Estoy leyendo con
pasión y con melancolía el libro de Stephen Greenblatt El giro (título original inglés, The Swerve. La edición española es de
Crítica, Barcelona 2014, y la traducción, de Juan Rabasseda y Teófilo de
Lozoya.) Lo leo con pasión, porque participo con intensidad de la historia que
se cuenta en él; con melancolía, porque desde mis ínfimos medios de erudición
hace ya algunos años pensé en la posibilidad de escribir alguna cosa sobre el
asunto, y el tal Greenblatt me ha pisado la idea sin remisión posible (su libro
ha sido premiado con el National Book Award de 2011 y el Pulitzer de 2012).
En sustancia, la
historia que se cuenta en El giro es
el hallazgo del libro olvidado de un autor latino olvidado, en una biblioteca
monacal alemana, a principios del siglo XV. Nada habríamos sabido los modernos
de Tito Lucrecio Caro de no ser por la increíble
suerte que acompañó las búsquedas de Gianfrancesco
Poggio Bracciolini, un humanista toscano hábil rastreador de códices
antiguos. Él encontró un manuscrito casi completo de la única obra conocida de
Lucrecio, el largo poema filosófico De
rerum natura, “Sobre la naturaleza de las cosas”. Poggio nunca aclaró en
qué lugar encontró aquel tesoro. Sin duda hubo de buscar un pretexto para poder
copiarlo a escondidas de un abad ceñudo que ignoraba la existencia del
manuscrito en sus anaqueles y jamás habría permitido la difusión de un texto
impío, ateo y deletéreo.
Greenblatt señala
Fulda y el invierno de 1417 como el lugar y el momento más verosímiles del
hallazgo; yo, por razones deductivas que no eruditas, me inclino por una fecha
más temprana, 1415, y un monasterio próximo a la ciudad imperial de Constanza,
donde aquel año tuvo lugar un concilio general al que Poggio acudió con el
cargo de secretario apostólico del papa Baldassare Cossa o Juan XXIII. A los
pocos meses de iniciado el concilio, Cossa fue destituido y encarcelado. Su
nombre fue borrado de la lista de los papas, lo que posibilitó que siglos más
tarde floreciera otro Juan XXIII, de grata memoria. Cossa no fue la única
víctima del celo de aquellos eclesiásticos eminentes: Juan Hus fue quemado en
la hoguera junto a las murallas de Constanza.
En cuanto a Poggio,
se quedó de un día para otro sin puesto de trabajo y sin salario. Fue entonces,
calculo, cuando decidió suplir la repentina sequía de su fuente de ingresos con
visitas a monasterios en los que rastrear la existencia de copias de obras
antiguas, más o menos olvidadas en el desorden de unas bibliotecas poco
frecuentadas, y de fácil venta en el mercado humanista de la Italia del norte.

_MATERIAL EXTRAÍDO_.

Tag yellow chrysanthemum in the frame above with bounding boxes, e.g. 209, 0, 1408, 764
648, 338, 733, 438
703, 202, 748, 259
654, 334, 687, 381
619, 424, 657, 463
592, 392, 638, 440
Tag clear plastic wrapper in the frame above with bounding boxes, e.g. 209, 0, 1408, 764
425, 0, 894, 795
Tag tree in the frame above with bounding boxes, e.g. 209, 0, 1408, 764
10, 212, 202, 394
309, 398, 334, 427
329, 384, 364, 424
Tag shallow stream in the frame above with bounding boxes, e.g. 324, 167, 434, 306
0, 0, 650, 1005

_EJERCICIOS PROPUESTOS_.
1/ Reproduce el texto sobre El giro desde “Estoy leyendo con” hasta “Pulitzer de 2012).”, ambos incluidos.
2/ Enumera todos los años escritos con cifras que aparecen en el texto sobre El giro.
Para resolver lo que se pide no hace falta consultar las líneas.

_RESPUESTAS ESPERADAS_.
1/
Estoy leyendo con
pasión y con melancolía el libro de Stephen Greenblatt El giro (título original inglés, The Swerve. La edición española es de
Crítica, Barcelona 2014, y la traducción, de Juan Rabasseda y Teófilo de
Lozoya.) Lo leo con pasión, porque participo con intensidad de la historia que
se cuenta en él; con melancolía, porque desde mis ínfimos medios de erudición
hace ya algunos años pensé en la posibilidad de escribir alguna cosa sobre el
asunto, y el tal Greenblatt me ha pisado la idea sin remisión posible (su libro
ha sido premiado con el National Book Award de 2011 y el Pulitzer de 2012).

2/ 2014, 2011, 2012, 1417 y 1415.